-- Start --

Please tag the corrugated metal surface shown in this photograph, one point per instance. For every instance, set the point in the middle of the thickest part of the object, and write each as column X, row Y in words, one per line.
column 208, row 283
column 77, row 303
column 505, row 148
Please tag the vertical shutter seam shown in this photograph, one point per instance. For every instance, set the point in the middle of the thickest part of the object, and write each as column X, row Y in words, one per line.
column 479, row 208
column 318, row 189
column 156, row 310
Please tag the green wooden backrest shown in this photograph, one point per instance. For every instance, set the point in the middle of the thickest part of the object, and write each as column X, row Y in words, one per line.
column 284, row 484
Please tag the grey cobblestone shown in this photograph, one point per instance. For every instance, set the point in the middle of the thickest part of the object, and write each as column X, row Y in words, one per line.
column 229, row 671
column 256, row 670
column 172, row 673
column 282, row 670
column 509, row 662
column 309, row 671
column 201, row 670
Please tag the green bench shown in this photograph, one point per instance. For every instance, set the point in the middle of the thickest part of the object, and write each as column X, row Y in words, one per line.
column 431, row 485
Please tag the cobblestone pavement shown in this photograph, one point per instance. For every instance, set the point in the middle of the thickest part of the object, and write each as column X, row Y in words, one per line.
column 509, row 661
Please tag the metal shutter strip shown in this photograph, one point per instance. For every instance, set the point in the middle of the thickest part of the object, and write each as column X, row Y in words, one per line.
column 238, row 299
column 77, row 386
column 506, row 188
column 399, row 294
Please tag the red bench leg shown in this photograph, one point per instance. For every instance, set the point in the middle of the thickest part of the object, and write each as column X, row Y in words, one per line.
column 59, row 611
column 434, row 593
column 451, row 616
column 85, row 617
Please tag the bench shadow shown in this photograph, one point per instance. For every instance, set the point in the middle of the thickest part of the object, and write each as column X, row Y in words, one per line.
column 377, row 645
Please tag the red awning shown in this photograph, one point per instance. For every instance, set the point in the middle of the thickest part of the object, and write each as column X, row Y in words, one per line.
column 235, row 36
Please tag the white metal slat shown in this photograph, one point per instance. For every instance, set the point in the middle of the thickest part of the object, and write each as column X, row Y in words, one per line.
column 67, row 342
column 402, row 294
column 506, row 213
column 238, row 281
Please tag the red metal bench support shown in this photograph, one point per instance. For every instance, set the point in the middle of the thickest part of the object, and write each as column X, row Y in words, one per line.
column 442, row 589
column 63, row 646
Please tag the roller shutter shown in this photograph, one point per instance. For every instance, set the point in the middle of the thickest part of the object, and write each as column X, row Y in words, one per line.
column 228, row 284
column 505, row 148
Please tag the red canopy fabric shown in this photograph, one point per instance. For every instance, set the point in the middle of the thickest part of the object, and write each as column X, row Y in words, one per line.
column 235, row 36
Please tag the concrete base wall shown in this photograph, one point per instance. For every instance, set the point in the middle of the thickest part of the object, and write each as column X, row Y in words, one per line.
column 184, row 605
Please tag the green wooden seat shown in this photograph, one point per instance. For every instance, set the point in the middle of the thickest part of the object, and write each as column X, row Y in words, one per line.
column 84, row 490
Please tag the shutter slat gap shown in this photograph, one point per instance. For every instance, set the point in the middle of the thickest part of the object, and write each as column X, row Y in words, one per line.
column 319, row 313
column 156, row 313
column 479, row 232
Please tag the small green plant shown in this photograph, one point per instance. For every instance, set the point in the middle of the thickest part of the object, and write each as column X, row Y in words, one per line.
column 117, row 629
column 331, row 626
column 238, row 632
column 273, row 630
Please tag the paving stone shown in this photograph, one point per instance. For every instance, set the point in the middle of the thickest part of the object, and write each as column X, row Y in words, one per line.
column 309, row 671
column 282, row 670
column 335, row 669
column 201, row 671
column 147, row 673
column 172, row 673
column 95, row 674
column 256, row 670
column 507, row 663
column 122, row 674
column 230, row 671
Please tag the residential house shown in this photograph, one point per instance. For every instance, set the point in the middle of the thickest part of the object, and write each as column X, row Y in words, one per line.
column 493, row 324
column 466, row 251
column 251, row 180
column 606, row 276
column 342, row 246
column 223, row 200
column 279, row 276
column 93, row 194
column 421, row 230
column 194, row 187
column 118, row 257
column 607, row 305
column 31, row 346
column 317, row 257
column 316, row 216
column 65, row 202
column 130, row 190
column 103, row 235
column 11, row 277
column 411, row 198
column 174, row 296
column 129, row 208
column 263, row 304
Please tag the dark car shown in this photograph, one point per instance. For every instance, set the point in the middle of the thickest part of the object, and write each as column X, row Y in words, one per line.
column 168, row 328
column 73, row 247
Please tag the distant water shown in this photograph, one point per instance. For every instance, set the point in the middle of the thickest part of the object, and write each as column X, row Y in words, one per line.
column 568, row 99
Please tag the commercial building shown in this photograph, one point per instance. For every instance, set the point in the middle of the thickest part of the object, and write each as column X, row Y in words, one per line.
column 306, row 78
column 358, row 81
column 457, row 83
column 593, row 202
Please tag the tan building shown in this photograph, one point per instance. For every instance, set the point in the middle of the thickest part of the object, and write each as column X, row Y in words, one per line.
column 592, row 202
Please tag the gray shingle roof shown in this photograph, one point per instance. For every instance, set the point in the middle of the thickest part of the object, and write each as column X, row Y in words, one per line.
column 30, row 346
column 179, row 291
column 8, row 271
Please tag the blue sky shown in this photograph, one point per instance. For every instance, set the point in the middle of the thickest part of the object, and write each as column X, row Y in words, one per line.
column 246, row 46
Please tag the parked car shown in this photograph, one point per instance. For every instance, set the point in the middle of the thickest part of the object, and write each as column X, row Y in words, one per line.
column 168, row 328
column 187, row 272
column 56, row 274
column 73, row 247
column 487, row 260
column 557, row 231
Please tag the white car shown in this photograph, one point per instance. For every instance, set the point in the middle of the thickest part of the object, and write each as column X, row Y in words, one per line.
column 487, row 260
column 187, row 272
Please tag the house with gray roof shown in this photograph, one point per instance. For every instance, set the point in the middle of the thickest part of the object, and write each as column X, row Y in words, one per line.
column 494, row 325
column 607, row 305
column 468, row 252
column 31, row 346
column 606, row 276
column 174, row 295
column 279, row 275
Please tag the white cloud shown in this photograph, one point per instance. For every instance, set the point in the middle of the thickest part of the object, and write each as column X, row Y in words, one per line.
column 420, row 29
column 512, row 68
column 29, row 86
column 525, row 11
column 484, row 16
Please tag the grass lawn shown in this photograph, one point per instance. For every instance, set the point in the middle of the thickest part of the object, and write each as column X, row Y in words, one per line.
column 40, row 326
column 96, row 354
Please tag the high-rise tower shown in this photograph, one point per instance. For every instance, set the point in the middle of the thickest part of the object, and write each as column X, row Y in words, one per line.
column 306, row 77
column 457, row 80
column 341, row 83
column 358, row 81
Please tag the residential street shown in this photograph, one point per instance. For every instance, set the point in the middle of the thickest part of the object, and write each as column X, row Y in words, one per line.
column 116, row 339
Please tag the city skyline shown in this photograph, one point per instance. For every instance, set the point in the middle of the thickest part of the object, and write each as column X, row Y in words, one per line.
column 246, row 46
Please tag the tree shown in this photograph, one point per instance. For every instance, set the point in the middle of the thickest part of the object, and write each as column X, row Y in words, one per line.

-- End --

## [Problem description]
Present all the entries above as one numbered list, leaving out any blank lines.

## [Answer for the task]
1. Please tag the corrugated metal surface shown in this photograph, one point per instance. For every instance, set the point in the middle of the thickest part of the object, and write each as column X, row Y in words, one per line.
2. column 208, row 283
3. column 77, row 303
4. column 505, row 148
5. Please tag the vertical shutter seam shown in this photograph, one point per instance. For every instance, set the point in the middle of the thickest part of the object, and write each as column X, row Y in words, one per line.
6. column 479, row 208
7. column 318, row 189
8. column 156, row 310
9. Please tag the green wooden backrest shown in this photograph, one point per instance. For every instance, set the point in the middle of the thickest part of the object, and write each as column X, row Y in words, one per line.
10. column 284, row 484
11. Please tag the grey cobblestone shown in this photograph, one point per instance. For every instance, set the point in the middle of the thickest part of the object, and write each as column X, row Y in words, one per line.
12. column 229, row 671
13. column 256, row 670
14. column 172, row 673
15. column 282, row 670
16. column 509, row 662
17. column 309, row 671
18. column 201, row 670
19. Please tag the green bench shown in this photograph, one point per instance. For every instance, set the point in the middle of the thickest part of the object, and write each as column X, row Y in words, one per line.
20. column 431, row 485
21. Please tag the cobblestone pavement shown in this photograph, one point per instance. For every instance, set the point in the middle of the thickest part of the object, and write each as column X, row Y in words, one per line.
22. column 509, row 661
23. Please tag the metal shutter strip shown in this photograph, one point per instance. For every instance, set the point in the middle of the thickest part of the object, and write each as column X, row Y in words, one per line.
24. column 238, row 299
25. column 77, row 386
26. column 506, row 188
27. column 399, row 294
28. Please tag the red bench leg shown in this photograph, one point per instance. For every instance, set the point in the middle of the thickest part of the object, and write each as column X, row Y in words, one per line.
29. column 59, row 611
30. column 434, row 593
31. column 451, row 616
32. column 85, row 617
33. Please tag the bench shadow shown in this photograph, one point per instance. For every instance, set the point in the middle of the thickest part of the object, and write each as column X, row Y in words, one per line.
34. column 377, row 645
35. Please tag the red awning shown in this photograph, one point per instance. For every instance, set the point in the middle of the thickest part of the object, and write each as column X, row Y in words, one per line.
36. column 235, row 36
37. Please tag the white metal slat shown in this photograph, one point per instance. For every instance, set the point in the middle of the thickest part of the object, and write each as column X, row Y in words, one per line.
38. column 67, row 342
39. column 402, row 294
40. column 506, row 213
41. column 238, row 281
42. Please tag the red metal bench support shown in this photograph, one point per instance. For every instance, set the point in the middle of the thickest part of the object, and write each as column X, row Y in words, one per line.
43. column 442, row 589
44. column 63, row 646
45. Please tag the roller shutter shown in this photograph, one point per instance. For every instance, set the point in the middle of the thickest part of the object, and write each as column X, row Y in words, one per line.
46. column 228, row 284
47. column 505, row 148
48. Please tag the red canopy fabric shown in this photograph, one point per instance. For every instance, set the point in the middle of the thickest part of the object, and write each as column X, row Y in words, one per line.
49. column 235, row 36
50. Please tag the concrete base wall shown in this photograph, one point per instance. For every instance, set the point in the middle of the thickest part of the object, and write each as column X, row Y in words, one per line.
51. column 184, row 605
52. Please tag the green wooden seat shown in this photograph, one point per instance. For every instance, set the point in the middle of the thickest part of the object, and write each as column X, row Y in words, one per line.
53. column 84, row 490
54. Please tag the shutter slat gap shown in this photograph, one point per instance. For every instance, set the point in the middle of the thickest part of the object, and write each as column X, row Y in words, one per line.
55. column 319, row 313
56. column 156, row 313
57. column 479, row 232
58. Please tag the small green plant shown in this photograph, one point per instance. For every instance, set the point in the middle of the thickest part of the object, and write each as column X, row Y in words, one per line.
59. column 117, row 629
60. column 331, row 626
61. column 238, row 632
62. column 273, row 630
63. Please tag the paving stone shown in this photograph, one point per instance. For every instance, set the point in the middle of the thickest part of the object, and write each as column X, row Y in words, one per line.
64. column 309, row 671
65. column 282, row 670
66. column 335, row 669
67. column 201, row 671
68. column 147, row 673
69. column 172, row 673
70. column 95, row 674
71. column 256, row 670
72. column 507, row 663
73. column 122, row 674
74. column 230, row 671
75. Please tag the residential house shown in this photograph, one point per instance. For every instance, set the point in the middle of the thickest part of the object, and write each as column X, row Y in words, one per line.
76. column 493, row 324
77. column 466, row 251
78. column 251, row 180
79. column 606, row 276
80. column 342, row 246
81. column 223, row 200
82. column 279, row 276
83. column 93, row 194
84. column 421, row 230
85. column 194, row 187
86. column 118, row 257
87. column 607, row 305
88. column 31, row 346
89. column 317, row 257
90. column 316, row 216
91. column 65, row 202
92. column 130, row 190
93. column 103, row 235
94. column 11, row 277
95. column 411, row 198
96. column 174, row 296
97. column 129, row 208
98. column 263, row 304
99. Please tag the dark car shown in this photograph, one point per instance. For every instance, set the point in the middle of the thickest part of the object, and write each as column X, row Y in words, one per line.
100. column 168, row 328
101. column 73, row 247
102. Please tag the distant water shown in this photograph, one point per instance. For every instance, set the point in the middle of the thickest part of the object, and write each as column X, row Y in words, one per line.
103. column 568, row 99
104. Please tag the commercial building shown in this photograph, one point per instance. For every instance, set the point in the middle of the thickest part of the object, and write each as column X, row Y in words, one per line.
105. column 306, row 78
106. column 358, row 81
107. column 457, row 83
108. column 593, row 202
109. Please tag the tan building shown in this photograph, one point per instance. For every instance, set the point in the middle of the thickest part of the object, and write each as column X, row Y in words, one per line.
110. column 592, row 202
111. Please tag the gray shingle roof shown in this photograph, one point per instance. For every instance, set the point in the middle of the thickest part of the object, and write each as column X, row Y in words, one per line.
112. column 30, row 346
113. column 179, row 291
114. column 8, row 271
115. Please tag the blue sky shown in this photograph, one point per instance. For every instance, set the point in the middle of the thickest part of the object, and write each as column X, row Y in words, one per line.
116. column 246, row 46
117. Please tag the parked car shown in this photograph, one point per instance. For every instance, set the point in the middle of the thickest part of the object, and write each as column X, row Y in words, one per line.
118. column 168, row 328
119. column 187, row 272
120. column 56, row 274
121. column 73, row 247
122. column 487, row 260
123. column 557, row 231
124. Please tag the white car shown in this photograph, one point per instance. For every instance, set the point in the middle of the thickest part of the object, and write each as column X, row Y in words, one per line.
125. column 487, row 260
126. column 187, row 272
127. Please tag the house with gray roof shown in this photograph, one point per instance. For every instance, set the point in the middle of the thickest part of the object, and write each as column X, row Y in words, one per line.
128. column 494, row 325
129. column 607, row 305
130. column 468, row 252
131. column 31, row 346
132. column 606, row 276
133. column 174, row 295
134. column 279, row 275
135. Please tag the white cloud shown in this photograph, one point per instance. For every instance, set the point in the middle of the thickest part of the object, and write each as column X, row Y in words, one per line.
136. column 420, row 29
137. column 512, row 68
138. column 29, row 86
139. column 525, row 11
140. column 484, row 16
141. Please tag the grass lawn shown in this photograph, one point per instance. For every instance, set the point in the middle of the thickest part of the object, and write each as column X, row Y in words, one per line.
142. column 40, row 326
143. column 96, row 354
144. Please tag the high-rise tower shown in this photograph, one point per instance. For every instance, set the point in the middle of the thickest part of the object, and write each as column X, row Y in words, one per line.
145. column 306, row 77
146. column 457, row 80
147. column 341, row 83
148. column 358, row 81
149. Please tag the residential street shown in this photograph, one point per instance. For every instance, set the point in the middle of the thickest part of the object, and write each as column X, row Y in words, one per line.
150. column 116, row 339
151. Please tag the city skyline shown in this photograph, one point per instance. For every instance, set the point in the middle of the thickest part of the object, and write each as column X, row Y in words, one per line.
152. column 246, row 46
153. Please tag the tree shown in this photograph, one point per instance. For every instance, set the point in the middle of the thickest part of the object, and write each as column X, row Y in words, one per line.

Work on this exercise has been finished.